Data shown:

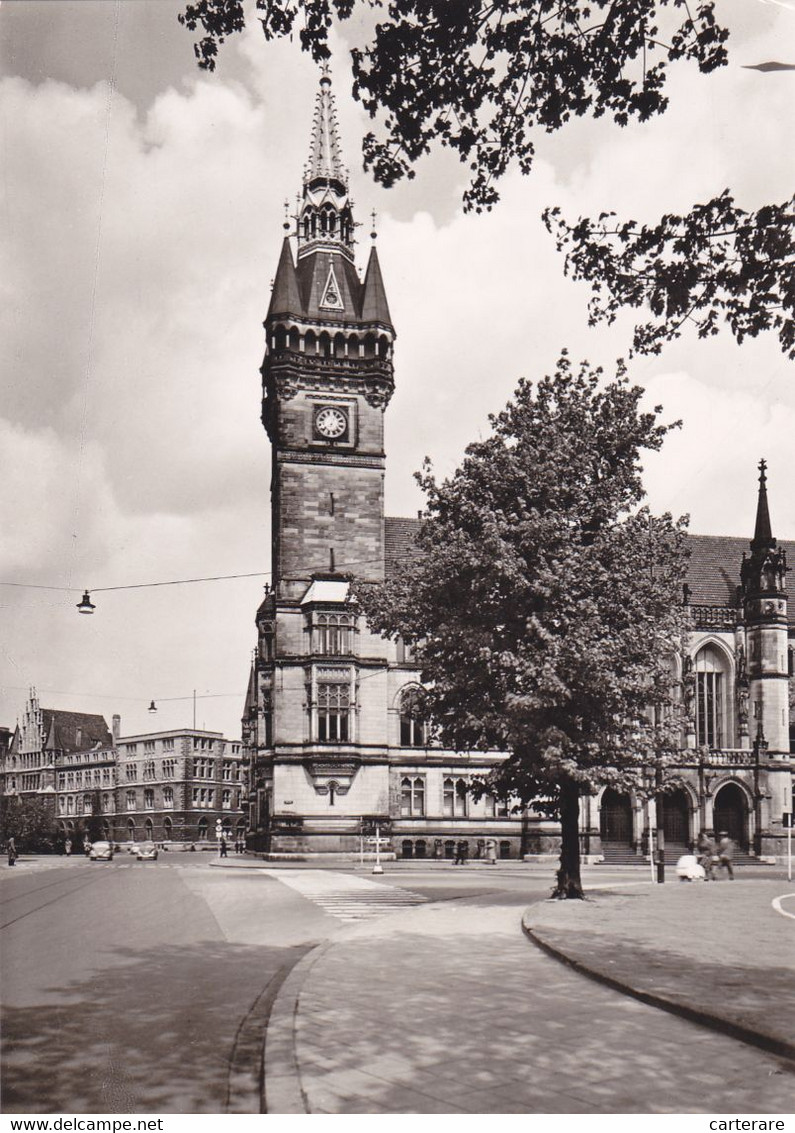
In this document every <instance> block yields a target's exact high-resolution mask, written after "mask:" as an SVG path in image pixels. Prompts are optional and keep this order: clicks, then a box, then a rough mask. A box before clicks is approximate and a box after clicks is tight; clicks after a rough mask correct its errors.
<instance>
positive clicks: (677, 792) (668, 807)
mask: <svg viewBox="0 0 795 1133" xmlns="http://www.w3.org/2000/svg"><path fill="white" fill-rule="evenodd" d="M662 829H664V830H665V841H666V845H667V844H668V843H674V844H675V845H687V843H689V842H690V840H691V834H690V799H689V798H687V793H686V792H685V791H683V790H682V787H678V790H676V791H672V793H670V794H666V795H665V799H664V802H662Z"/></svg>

==

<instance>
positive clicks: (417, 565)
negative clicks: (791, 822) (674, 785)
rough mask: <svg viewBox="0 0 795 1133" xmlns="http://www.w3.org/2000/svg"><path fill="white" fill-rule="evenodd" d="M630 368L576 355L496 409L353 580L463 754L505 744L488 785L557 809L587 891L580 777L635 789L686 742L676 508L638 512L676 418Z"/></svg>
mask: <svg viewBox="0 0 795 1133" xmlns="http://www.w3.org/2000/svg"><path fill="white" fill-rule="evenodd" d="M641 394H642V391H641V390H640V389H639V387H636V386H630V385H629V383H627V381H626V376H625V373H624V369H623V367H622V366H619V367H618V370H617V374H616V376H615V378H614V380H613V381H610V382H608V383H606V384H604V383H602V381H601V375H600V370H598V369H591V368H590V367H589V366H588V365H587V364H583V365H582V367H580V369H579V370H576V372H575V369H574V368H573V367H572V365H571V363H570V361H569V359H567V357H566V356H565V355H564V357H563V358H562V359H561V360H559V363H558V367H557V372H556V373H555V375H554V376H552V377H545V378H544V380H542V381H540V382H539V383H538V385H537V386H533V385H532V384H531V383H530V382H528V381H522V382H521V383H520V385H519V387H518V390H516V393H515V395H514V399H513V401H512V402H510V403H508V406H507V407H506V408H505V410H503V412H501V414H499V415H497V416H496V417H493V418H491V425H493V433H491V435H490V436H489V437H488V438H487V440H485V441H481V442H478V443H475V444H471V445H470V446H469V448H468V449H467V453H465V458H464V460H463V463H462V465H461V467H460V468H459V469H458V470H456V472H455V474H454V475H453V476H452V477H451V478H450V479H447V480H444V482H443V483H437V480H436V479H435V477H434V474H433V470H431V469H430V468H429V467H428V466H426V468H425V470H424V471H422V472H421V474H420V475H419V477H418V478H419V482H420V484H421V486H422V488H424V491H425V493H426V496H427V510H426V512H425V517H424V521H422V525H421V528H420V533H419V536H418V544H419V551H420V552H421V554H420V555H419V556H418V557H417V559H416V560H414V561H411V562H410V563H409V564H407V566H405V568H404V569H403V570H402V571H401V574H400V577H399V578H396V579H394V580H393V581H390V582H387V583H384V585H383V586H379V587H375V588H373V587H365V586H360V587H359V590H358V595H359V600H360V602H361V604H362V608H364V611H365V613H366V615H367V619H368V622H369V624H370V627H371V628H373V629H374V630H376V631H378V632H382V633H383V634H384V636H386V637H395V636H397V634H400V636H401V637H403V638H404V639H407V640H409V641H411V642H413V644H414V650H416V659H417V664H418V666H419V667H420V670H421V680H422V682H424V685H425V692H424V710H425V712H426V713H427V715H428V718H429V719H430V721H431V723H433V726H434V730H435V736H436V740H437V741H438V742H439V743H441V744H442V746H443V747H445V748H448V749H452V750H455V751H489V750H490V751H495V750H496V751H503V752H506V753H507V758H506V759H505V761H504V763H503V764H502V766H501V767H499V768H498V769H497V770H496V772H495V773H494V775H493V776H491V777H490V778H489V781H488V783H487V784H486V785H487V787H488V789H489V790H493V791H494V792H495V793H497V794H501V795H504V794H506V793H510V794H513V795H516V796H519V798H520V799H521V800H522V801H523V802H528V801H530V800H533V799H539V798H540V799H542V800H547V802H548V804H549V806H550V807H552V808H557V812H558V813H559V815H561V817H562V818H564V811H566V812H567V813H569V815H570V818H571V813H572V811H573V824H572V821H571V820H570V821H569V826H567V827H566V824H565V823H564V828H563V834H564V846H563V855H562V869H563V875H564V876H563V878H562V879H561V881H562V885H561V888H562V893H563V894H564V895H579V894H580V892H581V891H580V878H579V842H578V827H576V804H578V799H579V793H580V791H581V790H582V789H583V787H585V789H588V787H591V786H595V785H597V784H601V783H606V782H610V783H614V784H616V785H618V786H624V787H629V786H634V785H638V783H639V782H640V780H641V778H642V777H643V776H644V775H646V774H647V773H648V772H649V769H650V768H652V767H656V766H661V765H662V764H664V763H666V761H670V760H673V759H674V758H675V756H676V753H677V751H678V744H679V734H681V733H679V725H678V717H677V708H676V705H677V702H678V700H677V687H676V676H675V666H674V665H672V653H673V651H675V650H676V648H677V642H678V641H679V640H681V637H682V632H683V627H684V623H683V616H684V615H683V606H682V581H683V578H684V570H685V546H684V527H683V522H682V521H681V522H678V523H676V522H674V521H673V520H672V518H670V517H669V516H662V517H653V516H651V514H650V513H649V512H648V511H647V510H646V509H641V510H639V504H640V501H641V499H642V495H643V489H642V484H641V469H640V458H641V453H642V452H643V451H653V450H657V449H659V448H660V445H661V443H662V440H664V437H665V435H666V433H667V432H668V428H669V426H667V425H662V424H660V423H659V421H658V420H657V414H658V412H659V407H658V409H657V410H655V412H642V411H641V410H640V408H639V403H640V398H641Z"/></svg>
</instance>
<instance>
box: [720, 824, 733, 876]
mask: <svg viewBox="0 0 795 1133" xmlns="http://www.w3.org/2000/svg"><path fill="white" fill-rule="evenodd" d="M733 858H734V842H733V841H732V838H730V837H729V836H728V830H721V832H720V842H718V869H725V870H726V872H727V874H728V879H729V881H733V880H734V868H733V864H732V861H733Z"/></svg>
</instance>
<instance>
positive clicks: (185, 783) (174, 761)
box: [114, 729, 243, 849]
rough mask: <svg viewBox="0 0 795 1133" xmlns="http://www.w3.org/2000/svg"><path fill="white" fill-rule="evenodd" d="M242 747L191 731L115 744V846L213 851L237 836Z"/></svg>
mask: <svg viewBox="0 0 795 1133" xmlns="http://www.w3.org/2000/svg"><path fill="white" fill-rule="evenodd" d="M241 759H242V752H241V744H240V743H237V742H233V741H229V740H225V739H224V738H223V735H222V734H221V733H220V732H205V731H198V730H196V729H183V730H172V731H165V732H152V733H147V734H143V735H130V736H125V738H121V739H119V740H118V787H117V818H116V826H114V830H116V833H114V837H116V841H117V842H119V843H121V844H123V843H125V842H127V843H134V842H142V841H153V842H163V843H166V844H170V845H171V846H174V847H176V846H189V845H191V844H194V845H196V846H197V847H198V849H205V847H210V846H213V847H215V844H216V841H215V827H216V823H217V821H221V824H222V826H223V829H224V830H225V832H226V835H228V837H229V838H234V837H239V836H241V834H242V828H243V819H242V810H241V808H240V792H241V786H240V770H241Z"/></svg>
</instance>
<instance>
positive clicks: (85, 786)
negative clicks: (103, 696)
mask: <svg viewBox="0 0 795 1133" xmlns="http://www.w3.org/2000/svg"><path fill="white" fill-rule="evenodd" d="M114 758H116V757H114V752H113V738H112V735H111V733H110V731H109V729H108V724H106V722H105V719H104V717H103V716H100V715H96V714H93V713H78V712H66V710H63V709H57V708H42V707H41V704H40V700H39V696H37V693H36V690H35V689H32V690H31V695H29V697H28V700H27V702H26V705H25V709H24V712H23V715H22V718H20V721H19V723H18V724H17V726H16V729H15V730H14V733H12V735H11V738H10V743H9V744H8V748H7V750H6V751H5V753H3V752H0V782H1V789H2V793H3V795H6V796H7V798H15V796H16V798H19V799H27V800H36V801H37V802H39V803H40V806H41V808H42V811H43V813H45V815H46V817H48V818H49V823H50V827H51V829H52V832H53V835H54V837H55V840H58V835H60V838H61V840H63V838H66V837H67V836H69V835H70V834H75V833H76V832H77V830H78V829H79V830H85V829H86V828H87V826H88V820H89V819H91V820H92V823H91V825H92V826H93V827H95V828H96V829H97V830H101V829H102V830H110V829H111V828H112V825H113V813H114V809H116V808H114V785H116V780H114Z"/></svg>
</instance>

* * *

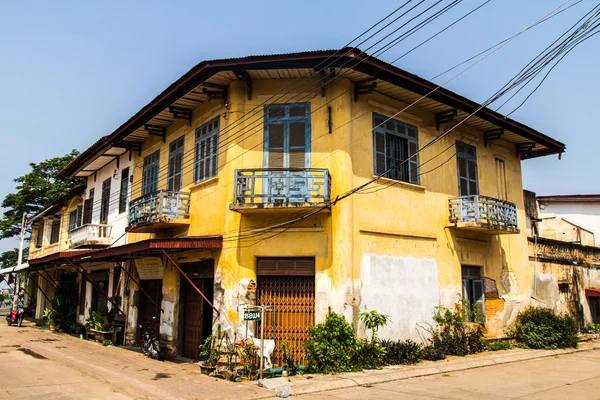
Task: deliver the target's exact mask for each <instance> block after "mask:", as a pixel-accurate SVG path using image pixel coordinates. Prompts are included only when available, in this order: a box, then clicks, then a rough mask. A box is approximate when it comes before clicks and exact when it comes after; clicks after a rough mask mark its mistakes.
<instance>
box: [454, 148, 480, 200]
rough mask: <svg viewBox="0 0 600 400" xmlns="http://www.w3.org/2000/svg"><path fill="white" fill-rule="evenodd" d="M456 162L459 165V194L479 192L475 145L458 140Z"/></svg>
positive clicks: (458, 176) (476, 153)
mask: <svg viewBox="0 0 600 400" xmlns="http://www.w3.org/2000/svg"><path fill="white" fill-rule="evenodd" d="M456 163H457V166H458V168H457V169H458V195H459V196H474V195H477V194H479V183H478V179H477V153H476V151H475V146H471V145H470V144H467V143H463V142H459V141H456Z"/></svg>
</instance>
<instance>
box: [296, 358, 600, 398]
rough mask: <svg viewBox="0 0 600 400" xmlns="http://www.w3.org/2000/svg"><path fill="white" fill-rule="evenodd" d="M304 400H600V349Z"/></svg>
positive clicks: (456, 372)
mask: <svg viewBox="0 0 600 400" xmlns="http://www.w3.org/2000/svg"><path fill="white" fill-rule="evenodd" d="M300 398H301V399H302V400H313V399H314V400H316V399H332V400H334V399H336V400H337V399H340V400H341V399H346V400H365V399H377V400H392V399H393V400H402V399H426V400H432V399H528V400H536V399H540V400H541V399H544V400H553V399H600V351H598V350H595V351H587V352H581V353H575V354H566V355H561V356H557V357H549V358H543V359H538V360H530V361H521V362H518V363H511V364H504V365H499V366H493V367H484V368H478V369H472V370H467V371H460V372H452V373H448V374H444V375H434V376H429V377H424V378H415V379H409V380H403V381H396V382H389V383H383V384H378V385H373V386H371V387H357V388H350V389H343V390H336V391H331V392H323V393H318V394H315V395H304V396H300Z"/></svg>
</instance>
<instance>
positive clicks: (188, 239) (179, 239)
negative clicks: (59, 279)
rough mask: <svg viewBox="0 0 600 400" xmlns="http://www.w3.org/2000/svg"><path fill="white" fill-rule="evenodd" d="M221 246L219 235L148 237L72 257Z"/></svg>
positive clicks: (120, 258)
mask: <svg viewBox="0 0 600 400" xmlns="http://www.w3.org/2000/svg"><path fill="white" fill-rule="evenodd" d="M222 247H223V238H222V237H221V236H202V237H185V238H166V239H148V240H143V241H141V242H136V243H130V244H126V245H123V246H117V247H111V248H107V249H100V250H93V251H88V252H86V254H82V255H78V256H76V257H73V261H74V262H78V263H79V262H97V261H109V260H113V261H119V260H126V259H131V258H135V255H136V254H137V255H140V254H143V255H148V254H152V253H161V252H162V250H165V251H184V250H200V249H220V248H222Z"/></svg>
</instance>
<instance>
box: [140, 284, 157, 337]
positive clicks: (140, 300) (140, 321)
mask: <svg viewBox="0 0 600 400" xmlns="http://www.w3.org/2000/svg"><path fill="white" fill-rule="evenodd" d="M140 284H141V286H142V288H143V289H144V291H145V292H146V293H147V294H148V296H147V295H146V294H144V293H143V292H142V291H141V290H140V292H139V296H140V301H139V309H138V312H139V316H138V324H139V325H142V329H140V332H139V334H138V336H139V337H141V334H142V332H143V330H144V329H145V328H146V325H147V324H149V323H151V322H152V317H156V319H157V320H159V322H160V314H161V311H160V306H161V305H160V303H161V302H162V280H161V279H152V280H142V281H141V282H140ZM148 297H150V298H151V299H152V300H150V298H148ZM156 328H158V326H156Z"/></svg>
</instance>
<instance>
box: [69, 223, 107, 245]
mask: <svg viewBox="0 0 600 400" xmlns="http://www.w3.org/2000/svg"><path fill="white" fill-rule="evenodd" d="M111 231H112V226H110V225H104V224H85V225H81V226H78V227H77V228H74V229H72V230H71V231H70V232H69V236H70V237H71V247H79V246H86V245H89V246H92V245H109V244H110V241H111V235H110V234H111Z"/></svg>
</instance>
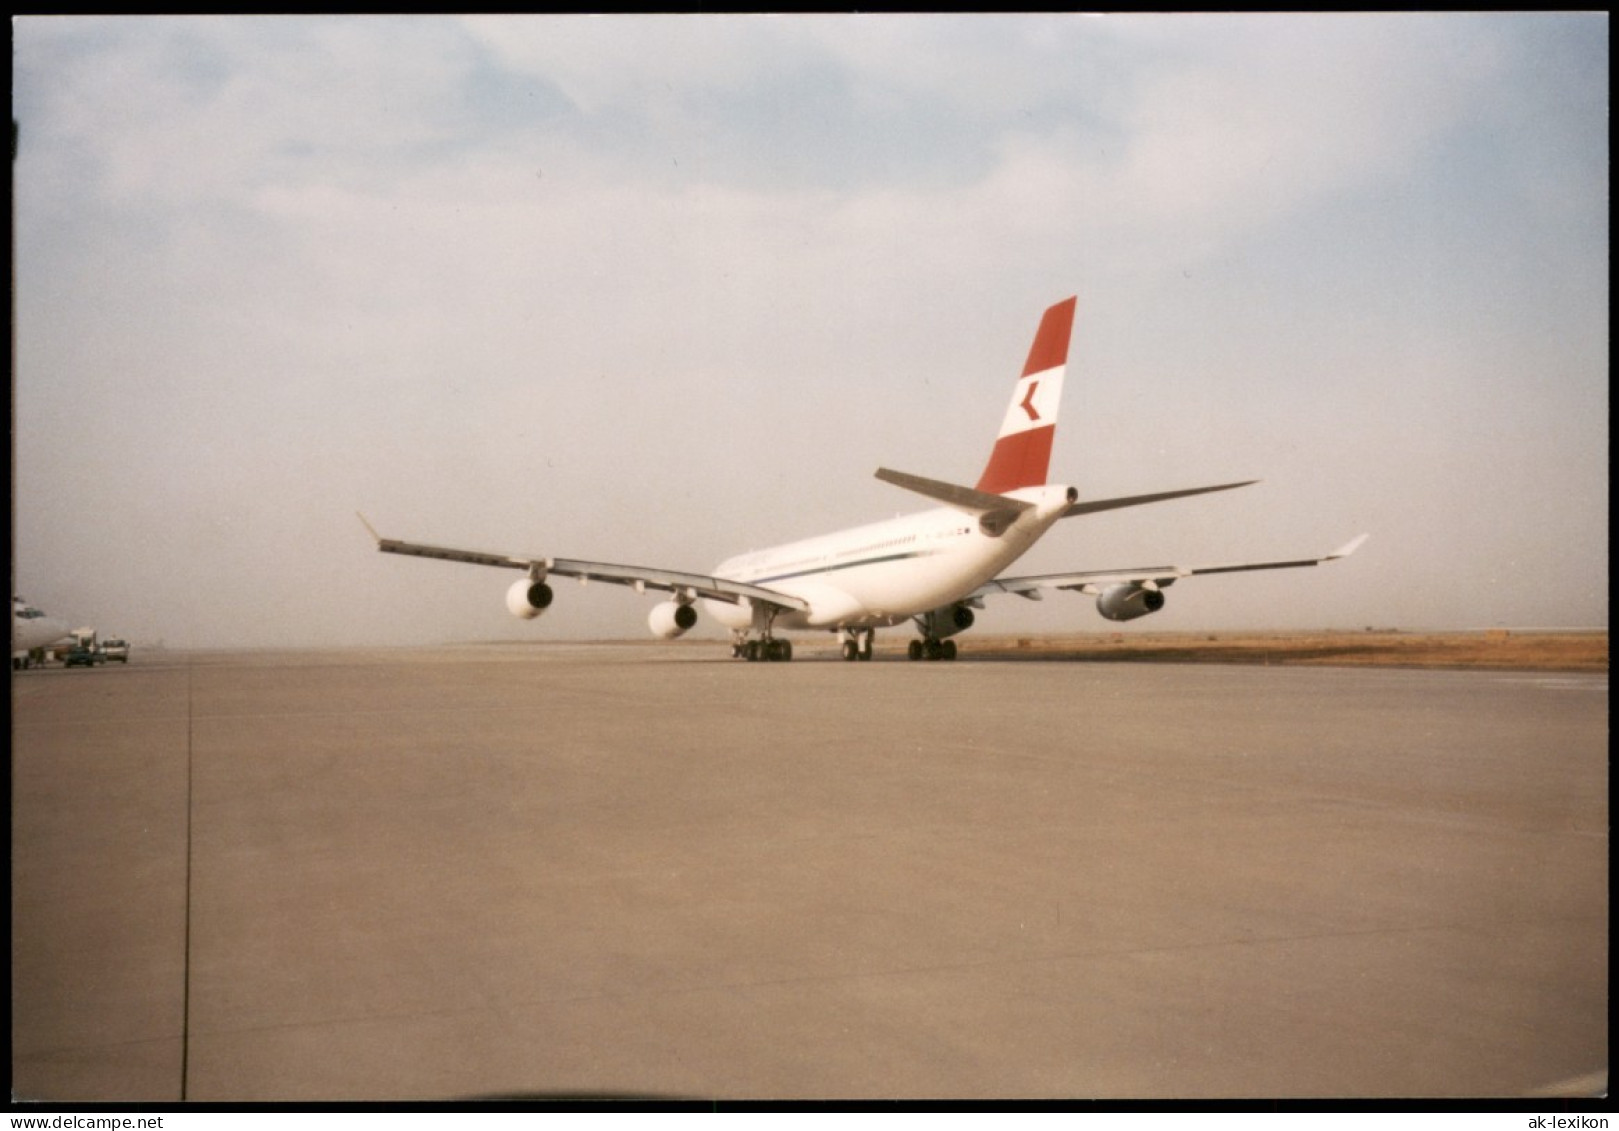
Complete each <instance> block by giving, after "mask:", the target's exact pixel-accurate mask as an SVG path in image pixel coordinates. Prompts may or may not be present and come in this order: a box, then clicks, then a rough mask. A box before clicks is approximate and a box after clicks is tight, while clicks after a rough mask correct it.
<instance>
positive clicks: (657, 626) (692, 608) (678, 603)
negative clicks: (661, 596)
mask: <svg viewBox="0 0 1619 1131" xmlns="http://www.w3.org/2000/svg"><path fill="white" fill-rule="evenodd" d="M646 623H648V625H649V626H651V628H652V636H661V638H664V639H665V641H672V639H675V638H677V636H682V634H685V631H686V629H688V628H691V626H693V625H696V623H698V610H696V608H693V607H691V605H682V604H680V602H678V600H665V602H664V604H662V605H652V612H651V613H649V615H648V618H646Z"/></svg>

Exercise: Put the lines, starting at the one that contains "In this document" and ending at the one that contains "positive clicks: (677, 792) (668, 807)", into a Markdown table with the columns Row and Line, numbering each row and leaving out blank lines.

Solution for this exercise:
| Row | Line |
|---|---|
| 1 | In this document every <instance> block yields a target's exact high-resolution mask, written after "mask:" as an SVG path in image pixels. Prompts are optional and keep this order: clicks, then a box, then a rough mask. A box before clicks is approximate and a box after clicks is tight; clicks after a rough mask correct its errors. |
| 2 | <instance> |
| 3 | positive clicks: (677, 792) (668, 807) |